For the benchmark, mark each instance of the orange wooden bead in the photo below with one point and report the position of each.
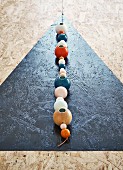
(61, 32)
(65, 133)
(61, 51)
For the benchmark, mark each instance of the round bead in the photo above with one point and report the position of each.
(62, 116)
(61, 51)
(62, 81)
(61, 28)
(62, 37)
(61, 92)
(62, 70)
(60, 104)
(63, 126)
(61, 58)
(62, 74)
(59, 98)
(65, 133)
(61, 61)
(63, 43)
(61, 66)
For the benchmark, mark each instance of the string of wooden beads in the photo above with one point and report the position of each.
(62, 115)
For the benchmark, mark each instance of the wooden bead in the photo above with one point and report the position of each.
(61, 28)
(61, 61)
(61, 51)
(65, 133)
(62, 74)
(60, 104)
(62, 70)
(62, 81)
(62, 42)
(62, 37)
(61, 92)
(63, 126)
(62, 116)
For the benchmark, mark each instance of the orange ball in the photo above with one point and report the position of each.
(61, 51)
(65, 133)
(61, 32)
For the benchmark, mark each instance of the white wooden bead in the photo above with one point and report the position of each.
(63, 126)
(63, 43)
(59, 98)
(61, 27)
(62, 70)
(60, 104)
(61, 61)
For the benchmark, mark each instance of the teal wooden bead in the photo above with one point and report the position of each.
(61, 66)
(62, 81)
(62, 37)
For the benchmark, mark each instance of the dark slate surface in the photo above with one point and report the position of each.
(95, 100)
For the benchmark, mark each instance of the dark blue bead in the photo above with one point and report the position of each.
(61, 37)
(62, 81)
(61, 66)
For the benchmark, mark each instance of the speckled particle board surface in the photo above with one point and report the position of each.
(22, 24)
(95, 100)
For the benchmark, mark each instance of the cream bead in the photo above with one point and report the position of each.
(63, 43)
(60, 104)
(59, 98)
(62, 70)
(61, 61)
(63, 75)
(61, 27)
(61, 92)
(63, 126)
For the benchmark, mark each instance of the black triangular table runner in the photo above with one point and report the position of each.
(95, 100)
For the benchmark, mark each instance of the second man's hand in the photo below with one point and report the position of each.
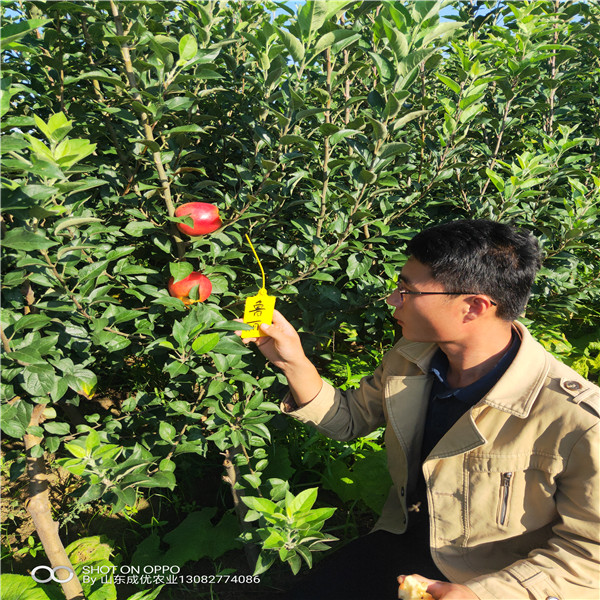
· · · · ·
Select every row above that contains the word "dark" and copy each one in full.

Expected answer:
For the benchmark, mark each instance of the dark slate surface in the photo above with one point and report the position of each.
For the benchmark, mark each instance of the dark blue bead in the photo above with one point and report the position of each.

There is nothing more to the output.